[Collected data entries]
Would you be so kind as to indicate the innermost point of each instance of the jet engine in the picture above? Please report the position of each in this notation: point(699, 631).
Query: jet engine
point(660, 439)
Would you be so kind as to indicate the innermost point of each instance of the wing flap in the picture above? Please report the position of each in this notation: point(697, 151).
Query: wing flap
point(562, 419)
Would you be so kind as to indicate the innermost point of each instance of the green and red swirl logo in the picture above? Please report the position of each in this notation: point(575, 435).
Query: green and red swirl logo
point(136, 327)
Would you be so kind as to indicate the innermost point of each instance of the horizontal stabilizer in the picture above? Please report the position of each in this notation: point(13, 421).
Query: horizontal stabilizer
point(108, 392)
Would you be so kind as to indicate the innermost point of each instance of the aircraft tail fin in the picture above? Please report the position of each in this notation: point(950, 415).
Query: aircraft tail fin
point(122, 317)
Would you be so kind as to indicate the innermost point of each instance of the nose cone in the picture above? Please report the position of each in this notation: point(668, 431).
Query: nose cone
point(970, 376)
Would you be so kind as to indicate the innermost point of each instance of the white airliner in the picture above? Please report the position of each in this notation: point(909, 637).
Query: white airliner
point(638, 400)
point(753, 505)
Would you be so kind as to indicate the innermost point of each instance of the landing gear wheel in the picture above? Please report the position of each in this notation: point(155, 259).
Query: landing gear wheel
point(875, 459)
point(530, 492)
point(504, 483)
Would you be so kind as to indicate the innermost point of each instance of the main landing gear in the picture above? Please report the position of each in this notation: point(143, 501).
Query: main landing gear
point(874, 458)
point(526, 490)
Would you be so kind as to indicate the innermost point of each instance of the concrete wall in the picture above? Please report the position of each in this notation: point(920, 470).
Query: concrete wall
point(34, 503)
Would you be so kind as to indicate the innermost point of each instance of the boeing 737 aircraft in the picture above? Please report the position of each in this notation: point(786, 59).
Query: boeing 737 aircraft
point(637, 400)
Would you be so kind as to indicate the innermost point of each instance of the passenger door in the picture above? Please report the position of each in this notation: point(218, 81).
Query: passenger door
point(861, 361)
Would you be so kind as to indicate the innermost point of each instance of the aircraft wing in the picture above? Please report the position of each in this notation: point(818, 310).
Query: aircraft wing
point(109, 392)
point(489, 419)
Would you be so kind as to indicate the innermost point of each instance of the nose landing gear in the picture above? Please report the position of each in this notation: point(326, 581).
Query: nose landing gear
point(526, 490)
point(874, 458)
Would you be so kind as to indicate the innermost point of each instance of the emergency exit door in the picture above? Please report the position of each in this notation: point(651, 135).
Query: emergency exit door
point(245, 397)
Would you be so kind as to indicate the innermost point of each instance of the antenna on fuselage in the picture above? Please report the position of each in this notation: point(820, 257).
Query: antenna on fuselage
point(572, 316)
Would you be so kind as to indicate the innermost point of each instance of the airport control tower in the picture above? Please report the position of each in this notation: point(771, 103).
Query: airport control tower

WRITTEN INSTRUCTION =>
Recast every line of the data above as a Markdown table with the columns "No." and "Entry", numbering the lines in order and omitting any blank ones.

ANSWER FOR THIS EXERCISE =>
| No. | Entry |
|---|---|
| 1 | Would you be so kind as to indicate the innermost point of each instance of the jet engine in the picture above? Please report the position of each in this notation: point(699, 631). |
| 2 | Query: jet engine |
| 3 | point(660, 439) |
| 4 | Would you be so kind as to indicate the innermost point of each instance of the wing flap in the picture above? Please report the position of each in this notation: point(697, 151). |
| 5 | Query: wing flap |
| 6 | point(562, 419) |
| 7 | Would you be so kind as to indicate the innermost point of each instance of the green and red swirl logo in the picture above? Please report the position of each in this notation: point(575, 435). |
| 8 | Query: green and red swirl logo |
| 9 | point(136, 327) |
| 10 | Would you be so kind as to indicate the innermost point of each instance of the horizontal stabilizer in the picture above? Please report the position of each in this notation: point(13, 421). |
| 11 | Query: horizontal stabilizer |
| 12 | point(108, 392) |
| 13 | Would you be so kind as to indicate the innermost point of each instance of the aircraft tail fin in the picture above? Please report the position of each in this notation: point(950, 415). |
| 14 | Query: aircraft tail fin |
| 15 | point(122, 317) |
| 16 | Would you be so kind as to indicate the innermost point of each instance of the nose cone in the picture above? Please report the position of each in this notation: point(668, 431). |
| 17 | Query: nose cone |
| 18 | point(970, 376) |
| 19 | Would you be so kind as to indicate the innermost point of each instance of the white airliner in the picture above? Please report the position of each in this notation: point(909, 637). |
| 20 | Query: white airliner |
| 21 | point(638, 400) |
| 22 | point(753, 505) |
| 23 | Would you be so kind as to indicate the innermost point of each instance of the landing gear wheel in the picture above? Please report the position of each in this notation: point(155, 259). |
| 24 | Query: landing gear wheel |
| 25 | point(875, 459) |
| 26 | point(530, 492) |
| 27 | point(504, 483) |
| 28 | Would you be so kind as to indicate the innermost point of each instance of the main landing gear in the picture above? Please report the position of each in this notation: point(143, 501). |
| 29 | Query: main landing gear |
| 30 | point(874, 458) |
| 31 | point(526, 490) |
| 32 | Would you be so kind as to indicate the innermost point of each instance of the concrete wall in the picture above? Please report the position of each in this notation: point(920, 470). |
| 33 | Query: concrete wall |
| 34 | point(34, 503) |
| 35 | Would you be so kind as to indicate the innermost point of each instance of the boeing 737 aircraft in the picture above? Please report the position of each in this notation: point(786, 59). |
| 36 | Query: boeing 737 aircraft |
| 37 | point(637, 400) |
| 38 | Would you be so kind as to indicate the innermost point of each instance of the passenger door in the picture above? Please report the position of each in this notation: point(218, 81). |
| 39 | Query: passenger door |
| 40 | point(861, 361) |
| 41 | Would you be so kind as to indicate the innermost point of each instance of the aircraft wing in the picture above? Please report the position of each in this notation: point(818, 310). |
| 42 | Query: aircraft wing |
| 43 | point(109, 392) |
| 44 | point(489, 419) |
| 45 | Would you be so kind as to indicate the innermost point of each instance of the nose landing gear in the picture above? Please report the position of each in this notation: point(326, 581). |
| 46 | Query: nose landing gear |
| 47 | point(526, 490) |
| 48 | point(874, 458) |
| 49 | Would you be so kind as to indicate the innermost point of each instance of the emergency exit door in the picture above? Please report the position of each in this notation: point(651, 135). |
| 50 | Query: emergency exit door |
| 51 | point(245, 397) |
| 52 | Would you be so kind as to indicate the innermost point of each instance of the antenna on fuselage in the picture above? Please report the position of each in this notation: point(820, 257). |
| 53 | Query: antenna on fuselage |
| 54 | point(572, 316) |
| 55 | Would you be so kind as to indicate the innermost point of each instance of the airport control tower in the picture above? Please report the position of each in this notation: point(771, 103). |
| 56 | Query: airport control tower |